[DATASET ENTRIES start]
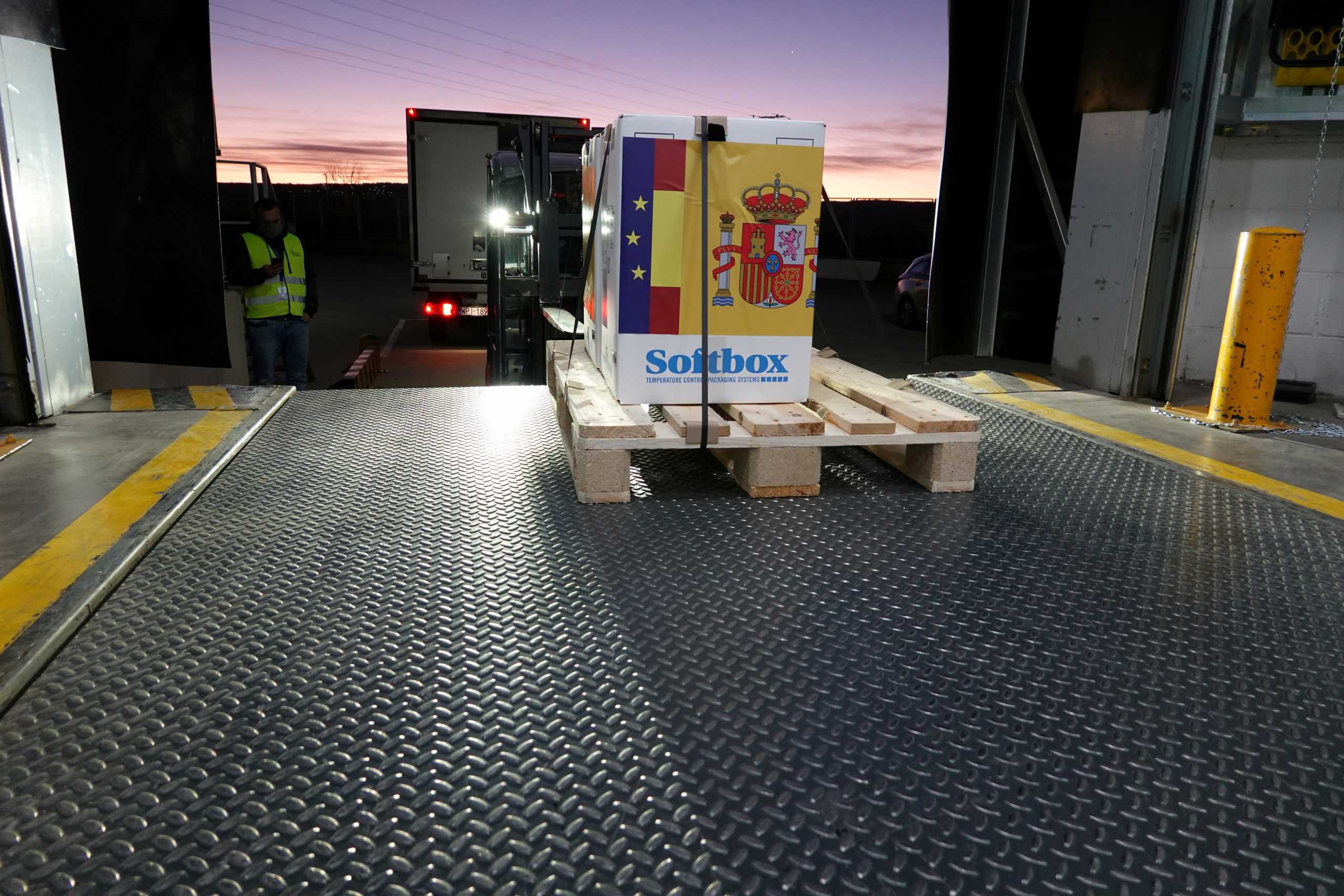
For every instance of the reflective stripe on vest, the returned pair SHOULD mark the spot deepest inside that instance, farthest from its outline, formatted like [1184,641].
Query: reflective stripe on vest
[284,293]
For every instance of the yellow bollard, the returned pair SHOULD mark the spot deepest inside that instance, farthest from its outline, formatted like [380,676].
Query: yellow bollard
[1253,332]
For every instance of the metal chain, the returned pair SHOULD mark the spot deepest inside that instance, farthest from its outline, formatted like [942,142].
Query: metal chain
[1320,151]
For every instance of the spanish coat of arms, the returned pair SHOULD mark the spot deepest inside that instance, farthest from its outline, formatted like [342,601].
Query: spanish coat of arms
[773,249]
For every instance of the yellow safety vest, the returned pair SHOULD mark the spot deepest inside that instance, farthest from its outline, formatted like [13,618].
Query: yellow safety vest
[280,294]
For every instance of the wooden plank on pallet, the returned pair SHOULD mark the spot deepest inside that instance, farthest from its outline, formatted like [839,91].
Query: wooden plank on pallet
[682,414]
[776,419]
[918,413]
[593,409]
[846,413]
[637,414]
[562,320]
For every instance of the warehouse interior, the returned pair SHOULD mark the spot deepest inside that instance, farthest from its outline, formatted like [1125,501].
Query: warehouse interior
[377,640]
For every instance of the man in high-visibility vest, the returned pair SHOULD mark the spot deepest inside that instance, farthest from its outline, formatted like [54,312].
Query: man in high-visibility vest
[280,296]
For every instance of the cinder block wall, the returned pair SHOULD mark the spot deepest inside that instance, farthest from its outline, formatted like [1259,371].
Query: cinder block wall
[1263,182]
[DATASET ENTRIES end]
» WHAT NEEDS TO BE DONE: Reproduce all of the material above verbatim, leaving the picture out.

» EXERCISE OUTPUT:
For every instance of the reflective stripe on vest, the returned pair SHOULD mark the spot deepest inside that instance, farthest from its outline, formatted like [1184,641].
Query: reflective stripe on vest
[284,293]
For every instance of the yellow bollard, the returned pair SHOULD mark the spot deepest inside that instance, farthest from its outline, formatted like [380,676].
Query: yellow bollard
[1253,332]
For every instance of the metal chain, the returned pair SHOULD mark the spot deepest inside that instance, farthest from its outline, formatted like [942,142].
Query: metal chain
[1320,151]
For every instance of the spanish coat of arms, the returned pair SHOULD mark the spot deepest inside that instance, farthest from its outline, formatted like [342,601].
Query: spanish coat of arms
[773,249]
For every instance of the yellow safety vest, the returned pair SHOULD mark the spot deepest inside that instance, farthest from its outline, formatted like [13,618].
Query: yellow safety vest
[280,294]
For every instance of the wooden plank on pallet, the returned pair SHOULD mark the spot deepest inside that instance, farthest from its outline, formatted like [839,91].
Query: wooden plank on pallet
[682,414]
[776,419]
[918,413]
[593,409]
[846,413]
[637,414]
[562,320]
For every instance of the warehouse interior, the returned pair SHOULD mark the spot deepest inside that instance, farthest from its outline, formatted like [1125,501].
Query: warehouse interior
[377,640]
For every instance of the man in high-visibility vest, the returned pair SHOULD mark the spot deepest inside that instance, farthest from its outline, formatted like [54,312].
Query: man in high-visibility vest
[280,296]
For every instance of the cinder block wall, the returned pair SHOULD mark the spot deepest inside that instance, farthest from its outline, formatted like [1259,371].
Query: cinder block wall
[1263,182]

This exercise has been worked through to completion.